- **Exercise description**: Every line of the records below should be restated exactly.

- **Input data**:
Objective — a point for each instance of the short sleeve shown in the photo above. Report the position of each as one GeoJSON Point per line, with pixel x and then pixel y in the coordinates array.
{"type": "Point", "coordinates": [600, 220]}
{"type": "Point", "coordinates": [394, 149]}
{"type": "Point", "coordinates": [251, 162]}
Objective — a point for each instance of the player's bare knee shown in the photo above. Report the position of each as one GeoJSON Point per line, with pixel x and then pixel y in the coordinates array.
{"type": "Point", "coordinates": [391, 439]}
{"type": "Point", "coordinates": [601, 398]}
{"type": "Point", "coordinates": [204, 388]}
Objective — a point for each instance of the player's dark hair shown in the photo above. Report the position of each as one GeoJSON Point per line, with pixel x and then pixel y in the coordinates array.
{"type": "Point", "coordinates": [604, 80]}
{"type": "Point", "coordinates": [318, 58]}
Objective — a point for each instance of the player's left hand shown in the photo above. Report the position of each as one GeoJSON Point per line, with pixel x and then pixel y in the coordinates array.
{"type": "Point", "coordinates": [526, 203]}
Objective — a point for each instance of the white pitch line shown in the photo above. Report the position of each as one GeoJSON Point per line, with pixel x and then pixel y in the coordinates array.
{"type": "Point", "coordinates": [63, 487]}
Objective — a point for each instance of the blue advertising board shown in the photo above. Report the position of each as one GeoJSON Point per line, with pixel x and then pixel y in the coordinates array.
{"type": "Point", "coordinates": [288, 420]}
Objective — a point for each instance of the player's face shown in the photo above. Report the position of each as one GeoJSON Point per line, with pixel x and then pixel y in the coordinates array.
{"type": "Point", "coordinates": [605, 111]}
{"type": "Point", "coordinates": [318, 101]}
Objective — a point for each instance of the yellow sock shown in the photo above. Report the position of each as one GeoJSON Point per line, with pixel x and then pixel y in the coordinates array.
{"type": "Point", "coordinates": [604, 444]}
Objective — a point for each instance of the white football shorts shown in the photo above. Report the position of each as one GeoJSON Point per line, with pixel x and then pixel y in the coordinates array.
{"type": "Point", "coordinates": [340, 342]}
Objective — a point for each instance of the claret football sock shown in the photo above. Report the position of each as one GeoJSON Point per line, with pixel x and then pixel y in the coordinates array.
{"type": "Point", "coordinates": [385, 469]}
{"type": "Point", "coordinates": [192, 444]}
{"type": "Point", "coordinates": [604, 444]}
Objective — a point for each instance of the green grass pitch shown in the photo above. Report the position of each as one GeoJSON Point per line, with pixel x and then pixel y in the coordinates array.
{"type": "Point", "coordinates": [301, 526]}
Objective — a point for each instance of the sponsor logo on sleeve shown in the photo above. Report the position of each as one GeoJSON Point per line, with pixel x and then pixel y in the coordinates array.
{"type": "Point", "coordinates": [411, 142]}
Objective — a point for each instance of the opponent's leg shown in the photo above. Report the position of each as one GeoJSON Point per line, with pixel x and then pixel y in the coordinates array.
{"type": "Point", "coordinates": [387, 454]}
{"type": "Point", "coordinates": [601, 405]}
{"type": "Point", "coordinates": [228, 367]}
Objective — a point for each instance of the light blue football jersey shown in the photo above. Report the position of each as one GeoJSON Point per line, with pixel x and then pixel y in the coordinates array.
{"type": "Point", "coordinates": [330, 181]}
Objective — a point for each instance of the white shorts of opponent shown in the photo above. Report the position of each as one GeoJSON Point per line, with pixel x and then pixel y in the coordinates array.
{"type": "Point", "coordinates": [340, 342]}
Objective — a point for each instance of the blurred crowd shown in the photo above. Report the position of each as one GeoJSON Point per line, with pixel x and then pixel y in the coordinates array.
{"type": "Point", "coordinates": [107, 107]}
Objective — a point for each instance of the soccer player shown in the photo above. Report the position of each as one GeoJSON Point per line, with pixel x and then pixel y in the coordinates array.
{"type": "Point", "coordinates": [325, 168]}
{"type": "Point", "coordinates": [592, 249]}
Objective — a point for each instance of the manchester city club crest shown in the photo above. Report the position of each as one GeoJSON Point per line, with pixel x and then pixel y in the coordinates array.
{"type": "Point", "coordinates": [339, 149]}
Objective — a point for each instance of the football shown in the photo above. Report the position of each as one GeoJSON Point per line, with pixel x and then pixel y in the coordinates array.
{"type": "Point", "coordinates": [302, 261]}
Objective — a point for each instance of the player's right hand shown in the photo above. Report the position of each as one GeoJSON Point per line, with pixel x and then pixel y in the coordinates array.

- **Result for this exercise**:
Objective — a point for each instance of the short sleeve shown in the photo above. Report the position of each as one GeoJSON Point per line, with pixel x and then pixel y in the coordinates array.
{"type": "Point", "coordinates": [600, 220]}
{"type": "Point", "coordinates": [394, 149]}
{"type": "Point", "coordinates": [251, 162]}
Objective — a point for each instance of the player's bare knee shown in the photo above. Report the position of each as one GeoJSON Point per line, with pixel x and then pixel y in the coordinates array.
{"type": "Point", "coordinates": [391, 439]}
{"type": "Point", "coordinates": [601, 398]}
{"type": "Point", "coordinates": [204, 388]}
Objective — a point for each instance of the player's dark hair shown in the photo above. Report the position of each as one GeoJSON Point per line, with pixel x and then pixel y in the coordinates array.
{"type": "Point", "coordinates": [604, 80]}
{"type": "Point", "coordinates": [318, 58]}
Objective — a point for each instance of the player's left hand shown in the photo above. Report the position of each as one GeoJSON Point per line, with pixel x and then pixel y in the coordinates array.
{"type": "Point", "coordinates": [526, 203]}
Objective — a point for each instance of the white pitch line shown in the photo above. Report the position of each as one GeoJSON Point per line, with pixel x and then pixel y in the coordinates array.
{"type": "Point", "coordinates": [63, 487]}
Objective — a point for each instance of the blue advertising board shown in the photo above. Report the position of each as one GeoJSON Point per line, with pixel x and then pixel y in the coordinates array.
{"type": "Point", "coordinates": [288, 420]}
Objective — a point for each instance of the player's face shown in the photo above. Report the position of each as one GeoJSON Point per line, with pixel x and then pixel y in the coordinates array.
{"type": "Point", "coordinates": [605, 111]}
{"type": "Point", "coordinates": [318, 101]}
Objective — a point for each instance of the yellow sock shown in the photo above. Report the position of each as one GeoJSON Point per line, with pixel x and then pixel y in the coordinates array.
{"type": "Point", "coordinates": [604, 444]}
Objective — a point for each instance of the white football shorts shown in the photo above. Report the position of each as one GeoJSON Point per line, with pixel x and then pixel y in the coordinates array.
{"type": "Point", "coordinates": [340, 342]}
Objective — a point for each instance of the claret football sock shown in the photo above. Report the position of each as one GeoJSON Point per line, with pixel x and then pixel y in the coordinates array.
{"type": "Point", "coordinates": [385, 469]}
{"type": "Point", "coordinates": [192, 444]}
{"type": "Point", "coordinates": [604, 444]}
Objective — a point for each instance of the green grass pitch shown in the photo above. Report the position of each as one GeoJSON Point per line, with pixel x and then pixel y in the coordinates array.
{"type": "Point", "coordinates": [301, 526]}
Objective — a point for each instance of the sponsor logo on sleeve shown in the photo above. Report the position of each as one GeoJSON Point per line, with pixel x and then pixel y in the coordinates array.
{"type": "Point", "coordinates": [411, 142]}
Objective — a point for each instance of the opponent's leg shown in the photo above. Report the position of each as one GeoJSON Point per line, with pixel x and then pixel y in the coordinates array.
{"type": "Point", "coordinates": [387, 454]}
{"type": "Point", "coordinates": [601, 405]}
{"type": "Point", "coordinates": [228, 367]}
Objective — a point for each instance of the light blue football jersey shown in the photo above. Report the position of each as one GeoJSON Point per line, with pixel x and then pixel y in the coordinates array.
{"type": "Point", "coordinates": [330, 181]}
Objective — a point for each instance of the white shorts of opponent shown in the photo above. Report the position of each as one GeoJSON Point per line, with pixel x and then pixel y in the coordinates array.
{"type": "Point", "coordinates": [340, 342]}
Objective — a point for each instance of the blurred crowd shown in the photo above. Report the position of each as one GeoJSON Point per line, with pixel x and then pixel y in the coordinates array.
{"type": "Point", "coordinates": [107, 107]}
Objective — a point for each instance of the soccer player shown in the photo above. Report the position of each as one GeoJSON Point per line, with pixel x and then pixel y in the coordinates array.
{"type": "Point", "coordinates": [325, 168]}
{"type": "Point", "coordinates": [592, 249]}
Objective — a point for each instance of the manchester city club crest shown in the photo above. Report the position of each as one GeoJSON Point per line, with pixel x and then pixel y in the coordinates array.
{"type": "Point", "coordinates": [339, 149]}
Objective — a point for each instance of the football shown in the photo above. Report the position of each as one GeoJSON Point per line, with pixel x and then pixel y in the coordinates array.
{"type": "Point", "coordinates": [302, 261]}
Objective — a point for each instance of the player's right hand shown in the photo above. Report the position of each as one GeoJSON Point per line, with pixel x and then pixel y in the coordinates array.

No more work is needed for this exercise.